## Task objective
Reproduce verbatim the passage of the World Youth Day article that opens with the words containing "The Archdiocese of" and closes with "Poland as well.".
** begin Text to read **
By Patti Murphy Dohn
The logo for the 2016 WYD in Kraków was designed by Monika Rybczyńska:
Read about the symbolism in her design here.
“You are the future of the world, you are the hope of the Church, you are my hope.”
—The greeting of Pope John Paul II to youth during his papal inauguration Mass on October 22, 1978
In less than two weeks, hundreds of thousands of young people and youth ministers from all over the world will descend upon Kraków, Poland for World Youth Day 2016.
The Archdiocese of Baltimore will be represented among the huge crowds. A delegation of 40 young adults, led by Father Matt Buening, Catholic chaplain at Towson University, as well as seminarians Matt Himes and Tyler Kline, will be in attendance. Local teen groups from Mount de Sales Academy and St. Mary’s Church, Annapolis are traveling to Poland as well.
The Catholic Review will have up-to-date coverage each day from Maureen Cromer, who will blog about her experiences in “Pilgrims in Krakow.”
The homeland of Pope Saint John Paul II is the perfect location for a celebration for World Youth Day (WYD) during this Jubilee Year of Mercy. This year’s theme, which was one of three Beatitude-inspired WYD themes announced by Pope Francis in 2013, is “Blessed are the merciful, for they will receive mercy.” (Mt 5:7)
During the 1983-1984 Holy Year of the Redemption (which marked 1950 years after Jesus’s crucifixion, death, and resurrection), as well as the 1985 United Nation’s International Youth Year, Pope John Paul II invited young people to come to Rome to pray with him each year on Palm (Passion) Sunday. Though organizers initially expected about 60,000 to attend, crowds ranged from 250,000 in 1984 to 300,000 in 1985. These youth from many nations, who gathered with the Holy Father at the Vatican, affirmed their desire to be actively connected to Christ and their Catholic faith.
The next year, in December of 1985, Pope John Paul II announced the institution of local events, which he called “World Youth Days,” to be held on the diocesan level every Palm Sunday, commencing in 1986. The Holy Father would also attend international gatherings for WYD, to be held every two or three years in different countries which he would select.
** end Text to read **
** begin Stored rows **
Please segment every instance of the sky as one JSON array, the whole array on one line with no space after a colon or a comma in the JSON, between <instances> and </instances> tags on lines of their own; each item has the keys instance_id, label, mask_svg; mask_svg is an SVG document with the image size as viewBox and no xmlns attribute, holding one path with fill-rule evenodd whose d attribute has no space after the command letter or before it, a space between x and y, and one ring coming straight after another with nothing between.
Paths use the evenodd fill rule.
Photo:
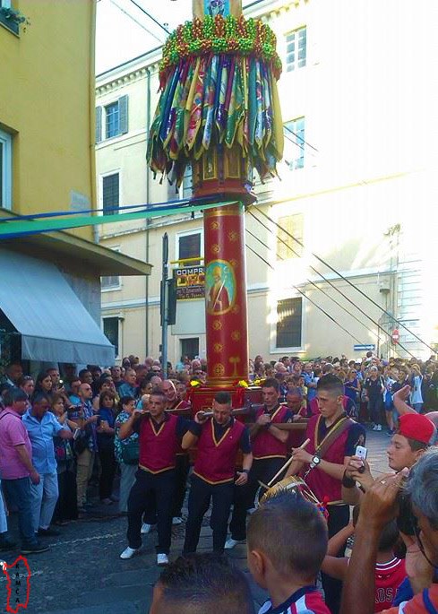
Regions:
<instances>
[{"instance_id":1,"label":"sky","mask_svg":"<svg viewBox=\"0 0 438 614\"><path fill-rule=\"evenodd\" d=\"M96 74L159 47L167 37L160 25L171 31L191 15L192 0L98 0Z\"/></svg>"},{"instance_id":2,"label":"sky","mask_svg":"<svg viewBox=\"0 0 438 614\"><path fill-rule=\"evenodd\" d=\"M244 0L244 6L250 2ZM97 3L96 74L159 47L167 37L163 27L172 31L179 23L192 19L192 0L97 0Z\"/></svg>"}]
</instances>

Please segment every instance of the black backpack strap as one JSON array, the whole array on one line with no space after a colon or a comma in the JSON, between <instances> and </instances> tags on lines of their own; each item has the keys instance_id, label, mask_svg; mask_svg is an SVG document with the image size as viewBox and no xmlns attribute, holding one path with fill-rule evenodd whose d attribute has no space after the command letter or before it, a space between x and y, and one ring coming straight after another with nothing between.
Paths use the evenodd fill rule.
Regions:
<instances>
[{"instance_id":1,"label":"black backpack strap","mask_svg":"<svg viewBox=\"0 0 438 614\"><path fill-rule=\"evenodd\" d=\"M423 591L423 601L425 601L425 606L428 614L438 614L438 610L436 610L435 606L431 601L429 589L427 588Z\"/></svg>"}]
</instances>

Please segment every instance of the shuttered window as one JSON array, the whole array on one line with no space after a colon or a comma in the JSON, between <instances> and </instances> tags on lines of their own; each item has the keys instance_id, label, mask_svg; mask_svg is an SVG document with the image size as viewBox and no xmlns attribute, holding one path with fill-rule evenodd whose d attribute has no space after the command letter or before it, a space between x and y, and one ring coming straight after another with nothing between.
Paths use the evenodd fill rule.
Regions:
<instances>
[{"instance_id":1,"label":"shuttered window","mask_svg":"<svg viewBox=\"0 0 438 614\"><path fill-rule=\"evenodd\" d=\"M121 96L109 105L96 108L96 143L100 143L102 138L126 134L128 127L128 96Z\"/></svg>"},{"instance_id":2,"label":"shuttered window","mask_svg":"<svg viewBox=\"0 0 438 614\"><path fill-rule=\"evenodd\" d=\"M305 66L307 29L298 28L286 35L286 70L288 73Z\"/></svg>"},{"instance_id":3,"label":"shuttered window","mask_svg":"<svg viewBox=\"0 0 438 614\"><path fill-rule=\"evenodd\" d=\"M103 319L103 333L108 340L108 342L114 345L116 349L116 356L118 356L118 317L104 317Z\"/></svg>"},{"instance_id":4,"label":"shuttered window","mask_svg":"<svg viewBox=\"0 0 438 614\"><path fill-rule=\"evenodd\" d=\"M102 177L102 206L104 215L114 215L118 212L119 175L107 175Z\"/></svg>"},{"instance_id":5,"label":"shuttered window","mask_svg":"<svg viewBox=\"0 0 438 614\"><path fill-rule=\"evenodd\" d=\"M178 260L195 258L199 255L201 255L201 232L178 237ZM191 266L196 266L200 264L199 260L187 263Z\"/></svg>"},{"instance_id":6,"label":"shuttered window","mask_svg":"<svg viewBox=\"0 0 438 614\"><path fill-rule=\"evenodd\" d=\"M13 138L0 130L0 207L12 207Z\"/></svg>"},{"instance_id":7,"label":"shuttered window","mask_svg":"<svg viewBox=\"0 0 438 614\"><path fill-rule=\"evenodd\" d=\"M277 303L277 348L300 348L303 299L285 298Z\"/></svg>"},{"instance_id":8,"label":"shuttered window","mask_svg":"<svg viewBox=\"0 0 438 614\"><path fill-rule=\"evenodd\" d=\"M284 160L289 170L304 169L305 166L305 117L296 117L284 125L285 151Z\"/></svg>"}]
</instances>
** end Stored rows **
## Correct result
The Archdiocese of Baltimore will be represented among the huge crowds. A delegation of 40 young adults, led by Father Matt Buening, Catholic chaplain at Towson University, as well as seminarians Matt Himes and Tyler Kline, will be in attendance. Local teen groups from Mount de Sales Academy and St. Mary’s Church, Annapolis are traveling to Poland as well.